##### Data shown

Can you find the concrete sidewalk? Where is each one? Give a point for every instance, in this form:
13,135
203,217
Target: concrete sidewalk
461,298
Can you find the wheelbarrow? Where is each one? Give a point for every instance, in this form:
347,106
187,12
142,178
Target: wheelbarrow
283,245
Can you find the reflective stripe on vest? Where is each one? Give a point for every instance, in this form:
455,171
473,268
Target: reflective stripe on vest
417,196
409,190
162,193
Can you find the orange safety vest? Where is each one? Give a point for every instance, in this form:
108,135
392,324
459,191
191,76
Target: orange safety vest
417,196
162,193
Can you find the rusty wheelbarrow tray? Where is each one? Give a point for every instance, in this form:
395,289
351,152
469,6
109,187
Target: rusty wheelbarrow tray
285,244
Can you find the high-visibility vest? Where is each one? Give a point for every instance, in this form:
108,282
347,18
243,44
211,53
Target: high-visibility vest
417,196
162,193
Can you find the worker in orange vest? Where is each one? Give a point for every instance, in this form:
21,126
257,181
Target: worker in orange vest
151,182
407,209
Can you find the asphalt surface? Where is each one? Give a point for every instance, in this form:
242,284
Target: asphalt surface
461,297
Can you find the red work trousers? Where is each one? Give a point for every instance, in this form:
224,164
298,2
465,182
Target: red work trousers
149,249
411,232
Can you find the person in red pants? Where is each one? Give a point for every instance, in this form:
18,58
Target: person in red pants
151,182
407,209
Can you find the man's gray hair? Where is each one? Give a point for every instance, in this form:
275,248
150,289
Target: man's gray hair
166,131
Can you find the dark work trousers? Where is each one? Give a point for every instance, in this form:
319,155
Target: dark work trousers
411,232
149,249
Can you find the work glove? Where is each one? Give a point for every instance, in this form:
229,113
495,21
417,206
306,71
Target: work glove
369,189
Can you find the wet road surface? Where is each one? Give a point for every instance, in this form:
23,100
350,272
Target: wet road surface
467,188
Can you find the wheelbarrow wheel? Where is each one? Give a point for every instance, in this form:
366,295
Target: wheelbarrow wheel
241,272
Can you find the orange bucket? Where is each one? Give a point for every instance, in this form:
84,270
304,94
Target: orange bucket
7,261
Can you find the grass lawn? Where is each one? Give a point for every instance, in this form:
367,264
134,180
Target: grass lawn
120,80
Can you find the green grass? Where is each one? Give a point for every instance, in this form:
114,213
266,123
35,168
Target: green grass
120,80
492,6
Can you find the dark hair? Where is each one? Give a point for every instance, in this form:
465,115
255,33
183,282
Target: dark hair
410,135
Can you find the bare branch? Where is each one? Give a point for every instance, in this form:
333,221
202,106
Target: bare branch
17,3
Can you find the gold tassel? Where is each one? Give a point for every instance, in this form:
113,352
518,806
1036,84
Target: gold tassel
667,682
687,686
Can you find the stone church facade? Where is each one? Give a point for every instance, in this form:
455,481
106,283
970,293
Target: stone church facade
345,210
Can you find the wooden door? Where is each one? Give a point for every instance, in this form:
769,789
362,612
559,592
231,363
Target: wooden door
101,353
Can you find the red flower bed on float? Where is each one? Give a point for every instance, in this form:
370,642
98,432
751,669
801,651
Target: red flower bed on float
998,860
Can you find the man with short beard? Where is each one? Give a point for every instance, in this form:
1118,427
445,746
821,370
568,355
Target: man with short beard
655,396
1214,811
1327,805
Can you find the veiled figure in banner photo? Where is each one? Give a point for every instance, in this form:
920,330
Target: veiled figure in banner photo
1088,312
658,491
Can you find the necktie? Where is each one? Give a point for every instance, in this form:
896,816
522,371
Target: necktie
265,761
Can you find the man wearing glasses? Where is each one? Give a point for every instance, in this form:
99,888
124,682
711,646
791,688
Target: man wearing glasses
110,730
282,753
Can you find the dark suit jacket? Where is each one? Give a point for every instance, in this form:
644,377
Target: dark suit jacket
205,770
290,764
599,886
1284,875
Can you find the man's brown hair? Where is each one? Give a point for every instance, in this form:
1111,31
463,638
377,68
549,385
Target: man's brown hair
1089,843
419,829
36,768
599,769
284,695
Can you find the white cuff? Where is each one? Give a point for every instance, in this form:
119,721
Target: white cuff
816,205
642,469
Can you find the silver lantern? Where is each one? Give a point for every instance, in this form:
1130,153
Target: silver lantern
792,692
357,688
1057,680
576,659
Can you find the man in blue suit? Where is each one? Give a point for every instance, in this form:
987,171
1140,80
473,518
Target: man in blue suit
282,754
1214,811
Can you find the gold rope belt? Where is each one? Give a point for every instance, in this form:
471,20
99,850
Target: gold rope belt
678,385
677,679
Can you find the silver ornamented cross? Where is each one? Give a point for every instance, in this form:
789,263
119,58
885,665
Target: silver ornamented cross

##########

• _Aim_
Swap "Give a point for every instance" for "Mark each instance with a point" everywhere it occurs in the stored data above, and reproduce all the lines with nothing else altered.

• _The response_
Can you find the concrete sidewalk? Where is each one? Mark each instance with a point, in this form:
13,135
203,217
Target: concrete sidewalk
461,298
Can you find the wheelbarrow? Where is each one? Mark each instance with a point, in this form:
347,106
187,12
142,178
Target: wheelbarrow
283,245
Can you find the reflective stripe on vest? Where is each one? Mark each instance with a point, in this form:
455,171
473,268
Target: reflective stripe on vest
417,196
409,190
162,193
Can you find the orange safety vest? Where is each one? Mark each instance with a point, in this form:
108,135
392,324
459,191
191,76
Target: orange safety vest
417,196
162,193
Can you find the rusty wheelbarrow tray? Where is each one? Mark each instance with a point, in this form:
395,289
351,152
469,6
109,187
Target: rusty wheelbarrow tray
285,244
Can you find the high-visibility vest? Where is each one? Mark each instance with a point, in this form:
108,282
347,18
243,44
211,53
Target: high-visibility vest
417,196
162,193
Can you find the worker in orange vest? Where is each one? Mark each instance with a point, in this form:
21,126
257,181
Target: worker in orange vest
151,182
407,209
Can you find the asphalt surface? Where is each one? Mark each instance with a point, in this form:
242,284
Target: asphalt surface
461,297
Can you find the red work trousers? Where is each one? Mark each instance with a point, in this form:
224,164
298,2
465,182
Target: red work trousers
149,249
411,232
Can you find the person in red pants? Where is each one? Mark each instance with a point, in this form:
18,58
Target: person in red pants
151,182
407,209
Can you find the man's gray hair? Where is each one? Mark each instance with a point, in this form:
275,248
150,289
Target: man's gray hair
166,131
Can you find the dark work trousers? Where is each one? Mark each instance with a point, in this form:
319,155
Target: dark work trousers
411,232
149,249
Can you find the work glove? Where is each one? Mark each instance with a point, in this form:
229,113
495,21
417,206
306,71
Target: work glove
369,189
Can you find the wet road surface? Where is each one? Mark each instance with a point, in this form:
23,100
350,272
Target: wet road surface
467,188
Can you find the wheelbarrow wheel? Where is each one? Mark each instance with a point, in this form:
366,295
Target: wheelbarrow wheel
241,272
Can you find the orange bucket? Where is each one? Mark each instance with a point, in this form:
84,270
304,94
Target: orange bucket
7,261
Can you find the grass lawn? Where is each one? Mark each instance with a point, in this form:
367,264
134,180
Target: grass lawn
120,80
Can you find the green grass? Where is each one? Mark each instance with a point, in this form:
114,213
266,123
35,168
Target: green grass
120,80
492,6
Can you find the dark hair? Where is each one? Mark each instance with a point, in this form:
465,115
255,33
183,282
Target: dark hair
410,135
Can you find the bare branch? Where is each one? Mark each instance with a point, in this form:
333,221
202,106
Target: bare branch
17,3
Can you find the gold tassel? Where is each one? Mark each instance with a point, in this form:
113,352
518,806
1036,84
Target: gold tassel
667,682
687,686
Can you find the stone church facade? Where is each one? Mark each instance with a point, in this form:
455,481
106,283
970,293
Target: stone church facade
345,210
Can you find the wooden door? Where is each one? Mark each instance with a point, in this form:
769,789
362,612
559,592
231,363
Target: wooden door
101,353
Can you find the red flower bed on float? Where is each one? Mark each instance with a point, in this form:
370,642
98,432
751,669
801,651
Target: red flower bed on float
998,860
Can you find the man with short beard? Where is each one? Mark each instance with a point, in this form:
1118,427
445,746
821,370
568,355
Target: man with short beard
655,396
1214,811
1327,805
Can you find the veiled figure in banner photo? Where is each one? Mark each instance with a point, in this form:
920,330
Target: veiled figure in banner photo
1088,312
658,491
Can you find the necktie? Where is each one? Mark each instance with a point, in this form:
896,816
522,371
Target: necktie
265,761
Can you find the man wearing glasses? Where is each one? Mark each instance with a point, in this form:
99,888
124,682
711,646
791,688
Target: man wearing glasses
110,730
282,753
Can you find the dark suit jacket? Where is each one? Mark each instance with a point, in this form:
644,377
Target: dark suit jacket
205,770
290,764
599,886
1284,875
Can you find the man's brown hair? Where is each one? Mark each instance with a point, in this form:
1111,31
463,638
377,68
549,385
Target: man's brown hair
1089,843
419,829
36,768
599,769
284,695
Can you find the white cuff? Where is each one? Mark each instance with a point, in this form:
119,721
Target: white cuff
816,205
642,469
Can you find the silver lantern? Where is each one? Mark each instance with a point, in this form:
1130,153
Target: silver lantern
792,692
357,688
1057,680
576,659
Can you find the man in blue suit? Where is each one? Mark each instance with a point, in this form:
987,171
1140,80
473,518
Target: man in blue suit
282,754
1214,811
Can you find the gold rope belt? Where is each one? Mark each instance with a point, in this form:
471,20
99,850
Target: gold rope belt
678,385
677,679
Can you find the silver ornamented cross? Where is each one? Mark each instance with a point, in this form:
789,263
119,58
885,665
Target: silver ornamented cross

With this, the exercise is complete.